» ARTICLE
....

Back then, Bratislava was the only university town in Slovakia and, thus, the members of Family came from all parts of Slovakia. Kolakovič travelled with them to their homes and thus established contacts with priests and laymen across Slovakia. The aim was to educate mature Christian personalities. The communities of the Family used to meet every Sunday morning. The meeting would start with a Mass, followed by breakfast and exchange of information on the political situation and news from the life of the Church, a so-called “briefing.” The activities of the Family gradually spread from Bratislava to the
whole of Slovakia.

After the Communists took power in 1948, members of the Family began to meet secretly and had to carry out their activities very carefully. After their discovery by the Communists in 1951, hard sentences and imprisonment for many of its members followed.

When they emerged from prison, these Family members got to work implementing the teachings of the Catholic Church using the methods taught to them by Father Kolakovic, who had been expelled by the government in 1946. The first secret meeting they organized with university students was in 1966. Writes Kudlacova: “The secret activity was performed mainly by active laymen, secretly ordained priests and votaries, but also official priests who also had to carry out the unauthorised activities secretly.”

The official Catholic hierarchy was so strongly oppressed by the State that it could do little. The underground bishop Jan Chryzoztom Korec, serving as an ordinary street cleaner and mechanic, was the secret church’s spiritual father (after the end of communism, Pope John Paul II made him a cardinal). The Family was a form of the Benedict Option: of Christians coming together to pray, study, and build thick communities that could help them withstand both persecution and the insanity of a completely ideologized environment.

That last part is something many of us Americans fail to appreciate. If you’ve paid any attention to the sociology of religion, you know that the younger generations are falling away from Christianity, especially historically orthodox Christianity, in dramatic numbers. Whatever the institutional leaders of our churches are doing, it’s not working. Brendan Buckley is right: the laity have to take things into their own hands instead of sitting back waiting for the clergy to get its act together.

As I have written here many times before, an orthodox Catholic priest told me the same thing back in 2001, when I was a Catholic, but I didn’t take it seriously. He told me and some other conservative Catholics that everything we said about how messed up the Church was was true, and that it was also true that no bishops were coming to save us. You all have so many resources available to you these days, he said, enabling you to educate yourselves and your children in the faith. Don’t be complacent!

Alas for us laymen and laywomen listening, complaining about the failures of the institutional church was much easier and more pleasurable than doing the hard work of building the structures of faithful community. That failure was not on the institutional church: it was on us. It still is. If the young Catholic students of 1940s Czechoslovakia had not listened to Father Kolakovic, and instead simply sat around waiting for the bishops and priests to tell them what to do, they would have been flattened by the communists after the 1948 putsch.

In my own communion now, the Orthodox Church, a senior bishop — the newly appointed Greek Orthodox Archbishop, who is the head of the Greek church in America — said recently that he was no fan of the Benedict Option:

I am not for the so-called “Benedict Option,” a retreat from the world to some form of Christian “Hasidism” that seeks separation based on external forms. We may not be of this world, but we have surely been placed in this world to be agents of change, and indeed transfiguration.

....

» TASK SET
(1) Report how many lines in the listing below contain the string "vegetation", giving only the number.
(2) Carry on the essay about Father Kolakovic's Family and the Benedict Option from its final sentence onward.

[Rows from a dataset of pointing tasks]
....

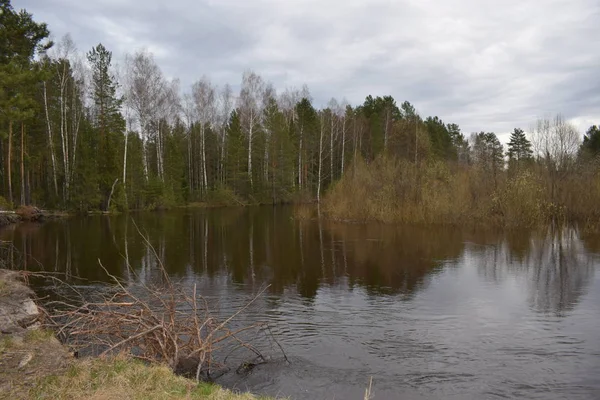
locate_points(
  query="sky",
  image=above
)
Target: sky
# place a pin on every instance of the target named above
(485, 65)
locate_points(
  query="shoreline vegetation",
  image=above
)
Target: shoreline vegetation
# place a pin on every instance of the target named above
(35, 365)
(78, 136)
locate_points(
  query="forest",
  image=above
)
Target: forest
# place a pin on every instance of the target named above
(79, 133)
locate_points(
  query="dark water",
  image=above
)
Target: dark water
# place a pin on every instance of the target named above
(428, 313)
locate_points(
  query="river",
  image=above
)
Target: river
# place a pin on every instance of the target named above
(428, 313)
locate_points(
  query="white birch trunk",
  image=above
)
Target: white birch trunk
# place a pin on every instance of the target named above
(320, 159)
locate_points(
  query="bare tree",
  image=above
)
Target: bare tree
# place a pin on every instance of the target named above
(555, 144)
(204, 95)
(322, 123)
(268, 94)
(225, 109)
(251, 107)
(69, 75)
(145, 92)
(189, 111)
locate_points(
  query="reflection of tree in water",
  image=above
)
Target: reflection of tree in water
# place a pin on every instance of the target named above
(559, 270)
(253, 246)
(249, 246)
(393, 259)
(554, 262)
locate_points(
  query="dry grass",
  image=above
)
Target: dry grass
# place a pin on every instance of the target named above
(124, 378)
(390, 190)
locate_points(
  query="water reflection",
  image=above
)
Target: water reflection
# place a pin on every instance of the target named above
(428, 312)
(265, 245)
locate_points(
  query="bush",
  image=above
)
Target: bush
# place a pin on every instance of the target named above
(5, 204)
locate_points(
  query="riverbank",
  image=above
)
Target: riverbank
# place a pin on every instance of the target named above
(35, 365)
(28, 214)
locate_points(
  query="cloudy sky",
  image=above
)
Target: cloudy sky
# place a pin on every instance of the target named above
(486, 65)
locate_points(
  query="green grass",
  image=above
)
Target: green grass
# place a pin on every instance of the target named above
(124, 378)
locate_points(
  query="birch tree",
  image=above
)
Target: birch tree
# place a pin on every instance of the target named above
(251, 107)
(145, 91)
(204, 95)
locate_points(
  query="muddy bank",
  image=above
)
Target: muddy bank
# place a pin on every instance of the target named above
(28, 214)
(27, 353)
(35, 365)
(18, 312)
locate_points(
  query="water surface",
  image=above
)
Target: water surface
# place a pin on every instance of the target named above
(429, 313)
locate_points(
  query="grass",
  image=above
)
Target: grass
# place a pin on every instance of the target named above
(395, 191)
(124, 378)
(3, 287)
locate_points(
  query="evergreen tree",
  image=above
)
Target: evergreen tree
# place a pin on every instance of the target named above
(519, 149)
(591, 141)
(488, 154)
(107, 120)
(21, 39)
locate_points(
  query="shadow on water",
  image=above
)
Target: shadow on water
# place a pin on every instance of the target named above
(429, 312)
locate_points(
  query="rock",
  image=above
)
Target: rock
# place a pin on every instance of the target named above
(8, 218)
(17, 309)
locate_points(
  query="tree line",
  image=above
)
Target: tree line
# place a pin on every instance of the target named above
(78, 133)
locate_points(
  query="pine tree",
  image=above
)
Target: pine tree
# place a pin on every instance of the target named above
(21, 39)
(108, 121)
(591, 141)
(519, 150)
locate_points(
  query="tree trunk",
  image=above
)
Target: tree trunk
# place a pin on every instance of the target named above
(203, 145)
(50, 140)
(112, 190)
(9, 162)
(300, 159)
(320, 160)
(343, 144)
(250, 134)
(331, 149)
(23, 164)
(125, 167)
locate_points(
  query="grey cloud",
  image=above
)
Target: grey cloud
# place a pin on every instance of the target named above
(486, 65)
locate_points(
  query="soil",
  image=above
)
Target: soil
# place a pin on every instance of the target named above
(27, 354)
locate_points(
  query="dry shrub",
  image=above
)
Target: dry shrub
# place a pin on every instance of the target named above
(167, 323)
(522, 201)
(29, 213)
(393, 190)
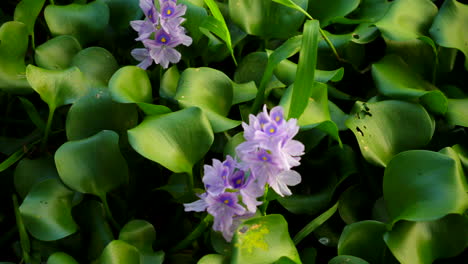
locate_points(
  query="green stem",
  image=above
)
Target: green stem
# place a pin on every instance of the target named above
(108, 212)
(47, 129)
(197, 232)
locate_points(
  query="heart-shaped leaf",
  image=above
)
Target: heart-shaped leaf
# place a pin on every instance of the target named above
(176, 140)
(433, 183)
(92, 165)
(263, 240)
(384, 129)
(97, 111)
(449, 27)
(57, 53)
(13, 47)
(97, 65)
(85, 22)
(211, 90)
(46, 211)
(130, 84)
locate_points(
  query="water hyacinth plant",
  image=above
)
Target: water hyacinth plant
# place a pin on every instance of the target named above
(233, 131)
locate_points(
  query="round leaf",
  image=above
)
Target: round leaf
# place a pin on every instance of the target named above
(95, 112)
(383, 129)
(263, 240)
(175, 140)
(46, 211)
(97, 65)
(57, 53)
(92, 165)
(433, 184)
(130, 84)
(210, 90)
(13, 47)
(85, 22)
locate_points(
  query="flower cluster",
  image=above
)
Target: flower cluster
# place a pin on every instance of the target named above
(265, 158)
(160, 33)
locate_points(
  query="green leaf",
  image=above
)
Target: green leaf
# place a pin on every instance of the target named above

....

» ANSWERS FOR THE EXERCISE
(1) 2

(2)
Based on this familiar mischaracterization of my work, I would bet my 2021 tithe that the good archbishop has not read The Benedict Option, and is just going on what the liberal Greek Orthodox guys at Fordham told him about it after he arrived in the US in 2019. I would suggest that he read the book for himself. The situation in the Greek Orthodox Church in America is calamitous. Back in 2012, according to the GOA’s own research, 90 percent of Americans with Greek roots are no longer in communion with the Orthodox Church.

And how orthodox are the Orthodox? Back in 2011, when I was living in Philadelphia, I had lunch one Friday with a friend who had been raised Greek Orthodox, but who had been an Evangelical for most of his adult life. He was curious as to why I wasn’t eating meat. “You know, Orthodox abstain from meat on Fridays,” I said. He told me that he had been raised in the Greek church, and had done all his elementary and secondary schooling in the Greek Archdiocesan cathedral school (through eighth grade), and had never been told that Orthodox Christians are expected to fast from meat during the week.

Three years ago, the Pew Research Center included Orthodox Christians in its study of American Christianity. It did not separate out Greeks from other jurisdictions, though overall, Greeks alone make up about 60 percent of American Orthodoxy. The Pew data on Orthodoxy (see here) don’t go into much detail on theological issues, but it appears that US Orthodox Christians dissent from Church teaching in some significant ways. Majorities favor abortion and homosexuality, and 27 percent say that the Bible is not the Word of God.

I’m not picking on the Greeks. All of us Orthodox Christians have a lot of work to do to build up our orthodoxy, orthopraxy, and evangelism. I am only saying that the Benedict Option is something we Orthodox need as much as the Catholics do — and that we should not realistically expect the hierarchy to take a leading role here. The new Greek archbishop went to a Black Lives Matter march in Brooklyn recently. One is certainly pleased that the Greek Orthodox primate stands up against police brutality and against racism, but as the What We Believe page of the Black Lives Matter website indicates, the organization is directly opposed to some fundamental teachings of Orthodox Christianity. Nevertheless, the Greek archbishop said to Greek News:

The vast majority of our faithful appreciate the emergency [sic] of “Black Lives Matter”, and I was overwhelmed by the support I have received by peacefully marching in Brooklyn to declare that racial injustice cannot be tolerated. I know that some few are worried about some political associations, but, as a Church and as a Church leader, there is a responsibility to speak up and speak out for justice and the rule of law for all people.

I will continue to speak and to act in the ways that are consistent with the Gospel of our Lord Jesus Christ and with the high office with which I have been entrusted by our Holy Mother Church.

OK, but as the BLM website says:

We make space for transgender brothers and sisters to participate and lead.

We are self-reflexive and do the work required to dismantle cisgender privilege and uplift Black trans folk, especially Black trans women who continue to be disproportionately impacted by trans-antagonistic violence.

We build a space that affirms Black women and is free from sexism, misogyny, and environments in which men are centered.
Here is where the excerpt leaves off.